* [Excerpt provided]
###

Billions of locusts approached the Chinese borders from Africa, which was devastated by the insects before moving over to Saudi Arabia, Pakistan, and India. As the locusts continue to swarm eastwards, China’s troubleshooting team has dispatched 100,000 ducks to its far western region of Xinjiang, which borders Pakistan and India. Pakistan, where the grasshoppers caused mass crop devastation, declared a national emergency in February, as Prime Minister Imran Khan called the event “the worst locust attack in decades.” Dispatching ducks to tackle locust infestations is not only potentially more effective than pesticide, but it is also more economically and environmentally friendly. Ducks are also more likely to stay in a group than chickens, and a duck is capable of eating more than 200 locusts per day, while a chicken can eat just 70. However, experts say that the desert area in Pakistan, where the temperature is very high, is not a suitable environment for the ducks, which love water. Zhang Long, a professor from China Agriculture University, advised the use of chemical or biological pesticides instead.
Hanna Jeong Staff Reporter
1. How many ducks did China dispatch to its far western region of Xinjiang?
2. How many locusts can one duck eat?
3. Why does Zhang Long recommend Pakistan use pesticides instead of ducks?
1. Do you think countries like Pakistan should use pesticides or ducks to solve the locust problem?
2. How do you think Korea would handle a situation like this?
3. What do you think caused the swarm of locusts?
4. Do you think an overpopulation of ducks could become a problem as well?

###

* [Data excerpts]
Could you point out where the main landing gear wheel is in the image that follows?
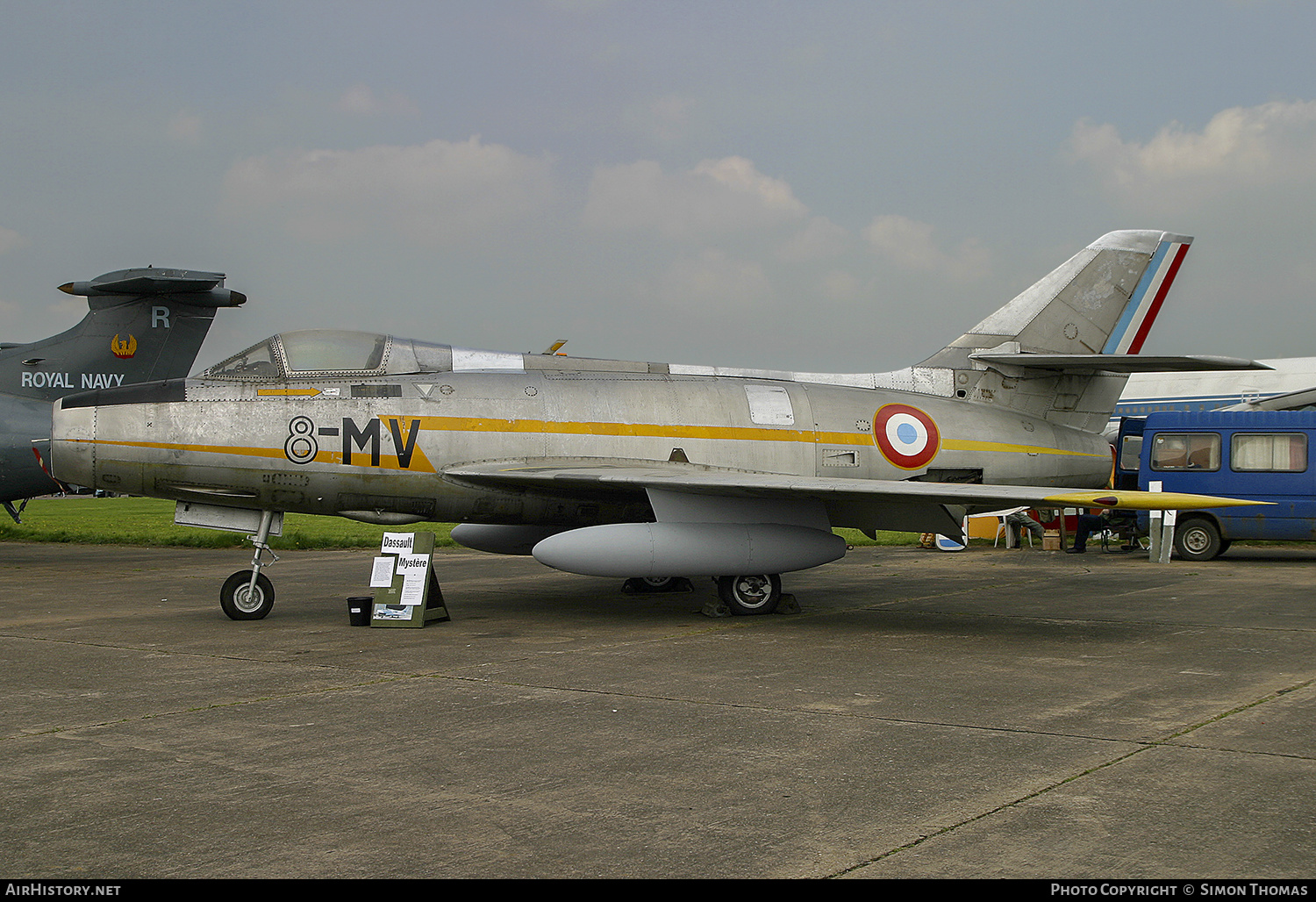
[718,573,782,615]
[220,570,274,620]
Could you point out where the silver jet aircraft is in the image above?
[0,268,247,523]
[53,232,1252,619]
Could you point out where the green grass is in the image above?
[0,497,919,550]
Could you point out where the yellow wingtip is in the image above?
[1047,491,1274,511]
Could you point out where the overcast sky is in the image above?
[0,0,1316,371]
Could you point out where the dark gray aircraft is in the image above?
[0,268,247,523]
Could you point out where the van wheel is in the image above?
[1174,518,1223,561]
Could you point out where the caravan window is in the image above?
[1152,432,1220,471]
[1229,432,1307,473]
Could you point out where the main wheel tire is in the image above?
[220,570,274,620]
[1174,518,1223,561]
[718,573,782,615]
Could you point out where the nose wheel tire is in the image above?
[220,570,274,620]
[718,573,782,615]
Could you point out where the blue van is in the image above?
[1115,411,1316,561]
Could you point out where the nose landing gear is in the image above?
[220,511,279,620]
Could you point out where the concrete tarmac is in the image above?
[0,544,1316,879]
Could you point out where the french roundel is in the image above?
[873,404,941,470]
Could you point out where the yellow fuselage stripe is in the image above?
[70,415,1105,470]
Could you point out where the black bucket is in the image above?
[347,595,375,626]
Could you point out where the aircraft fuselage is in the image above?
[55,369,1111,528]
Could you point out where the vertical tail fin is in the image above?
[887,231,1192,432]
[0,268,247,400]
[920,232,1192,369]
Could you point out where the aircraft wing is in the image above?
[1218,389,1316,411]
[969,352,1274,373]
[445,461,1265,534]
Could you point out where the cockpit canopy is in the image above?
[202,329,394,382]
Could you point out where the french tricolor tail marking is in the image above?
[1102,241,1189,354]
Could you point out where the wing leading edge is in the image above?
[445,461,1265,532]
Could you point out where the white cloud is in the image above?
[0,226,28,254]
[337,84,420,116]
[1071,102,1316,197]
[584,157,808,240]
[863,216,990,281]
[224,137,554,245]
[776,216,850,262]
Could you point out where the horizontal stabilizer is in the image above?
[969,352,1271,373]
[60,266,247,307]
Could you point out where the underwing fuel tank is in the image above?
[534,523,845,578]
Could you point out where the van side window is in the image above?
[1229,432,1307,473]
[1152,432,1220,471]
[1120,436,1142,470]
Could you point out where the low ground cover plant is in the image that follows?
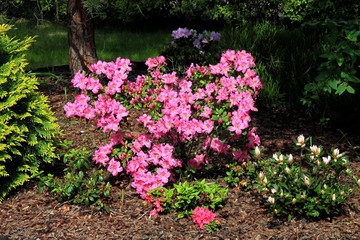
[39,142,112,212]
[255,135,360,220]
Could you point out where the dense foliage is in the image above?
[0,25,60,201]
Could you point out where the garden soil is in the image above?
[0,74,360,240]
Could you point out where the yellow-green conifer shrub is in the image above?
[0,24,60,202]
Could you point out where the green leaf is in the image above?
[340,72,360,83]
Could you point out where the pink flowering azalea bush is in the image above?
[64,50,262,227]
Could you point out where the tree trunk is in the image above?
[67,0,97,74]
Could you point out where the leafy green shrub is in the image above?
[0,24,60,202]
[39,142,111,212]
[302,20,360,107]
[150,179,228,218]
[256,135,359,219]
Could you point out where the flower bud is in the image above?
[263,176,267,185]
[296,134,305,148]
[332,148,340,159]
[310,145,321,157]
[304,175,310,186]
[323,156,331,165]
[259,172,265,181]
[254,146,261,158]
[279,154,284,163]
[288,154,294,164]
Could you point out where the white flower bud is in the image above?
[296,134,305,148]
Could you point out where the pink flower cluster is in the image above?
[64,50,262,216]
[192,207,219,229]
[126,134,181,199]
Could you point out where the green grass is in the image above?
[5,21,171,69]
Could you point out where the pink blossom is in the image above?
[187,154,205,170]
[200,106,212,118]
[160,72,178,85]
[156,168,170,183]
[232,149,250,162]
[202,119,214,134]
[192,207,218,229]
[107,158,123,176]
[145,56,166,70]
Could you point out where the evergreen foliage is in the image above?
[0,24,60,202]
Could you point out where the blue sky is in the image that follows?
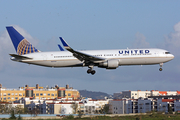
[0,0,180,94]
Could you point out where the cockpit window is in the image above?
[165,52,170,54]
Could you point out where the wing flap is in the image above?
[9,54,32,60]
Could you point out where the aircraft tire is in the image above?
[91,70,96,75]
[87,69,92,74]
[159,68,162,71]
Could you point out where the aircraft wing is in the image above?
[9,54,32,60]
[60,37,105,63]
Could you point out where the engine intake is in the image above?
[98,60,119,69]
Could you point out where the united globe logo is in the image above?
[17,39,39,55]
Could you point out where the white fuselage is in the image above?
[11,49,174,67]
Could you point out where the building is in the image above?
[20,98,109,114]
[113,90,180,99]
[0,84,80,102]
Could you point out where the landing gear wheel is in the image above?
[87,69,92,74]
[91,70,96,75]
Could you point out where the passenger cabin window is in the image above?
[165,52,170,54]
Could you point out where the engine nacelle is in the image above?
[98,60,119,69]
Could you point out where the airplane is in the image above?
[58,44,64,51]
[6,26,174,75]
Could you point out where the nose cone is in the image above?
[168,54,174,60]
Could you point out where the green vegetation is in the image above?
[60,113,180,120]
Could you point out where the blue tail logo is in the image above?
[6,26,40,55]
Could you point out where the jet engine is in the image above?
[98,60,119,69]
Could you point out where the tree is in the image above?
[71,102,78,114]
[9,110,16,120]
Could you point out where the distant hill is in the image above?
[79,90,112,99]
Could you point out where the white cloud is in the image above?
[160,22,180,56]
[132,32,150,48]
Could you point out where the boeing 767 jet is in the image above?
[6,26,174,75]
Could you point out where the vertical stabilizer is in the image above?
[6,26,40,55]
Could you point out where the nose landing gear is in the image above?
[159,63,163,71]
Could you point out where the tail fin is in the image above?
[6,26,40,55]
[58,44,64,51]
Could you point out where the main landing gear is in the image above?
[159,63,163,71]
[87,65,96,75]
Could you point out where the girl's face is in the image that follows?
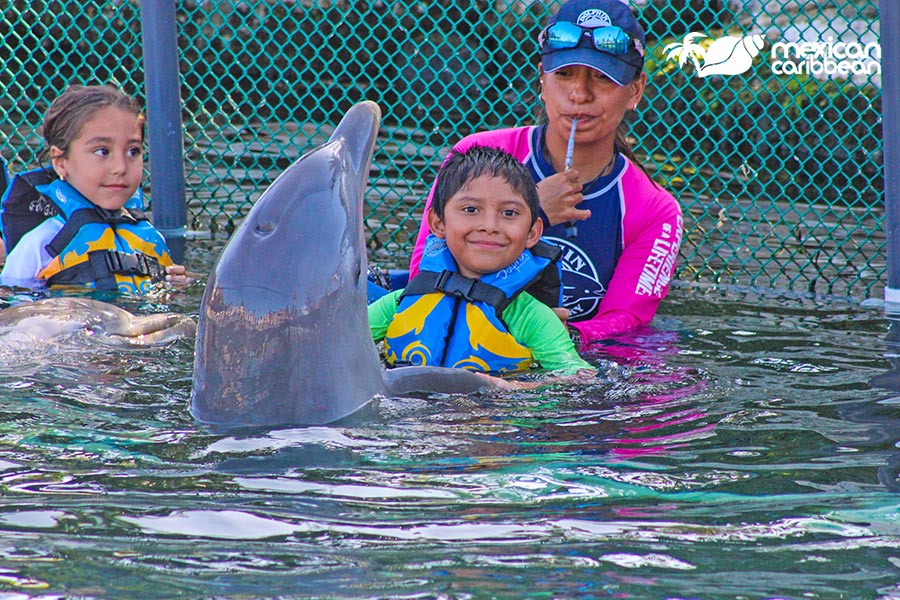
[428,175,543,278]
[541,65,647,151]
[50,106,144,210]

###

* [Task directions]
Return the part of the article on locusts between "Hanna Jeong Staff" and "the locust problem?", inclusive, copied word for word. The entries have no connection to the article on locusts.

* [Completed task]
Hanna Jeong Staff Reporter
1. How many ducks did China dispatch to its far western region of Xinjiang?
2. How many locusts can one duck eat?
3. Why does Zhang Long recommend Pakistan use pesticides instead of ducks?
1. Do you think countries like Pakistan should use pesticides or ducks to solve the locust problem?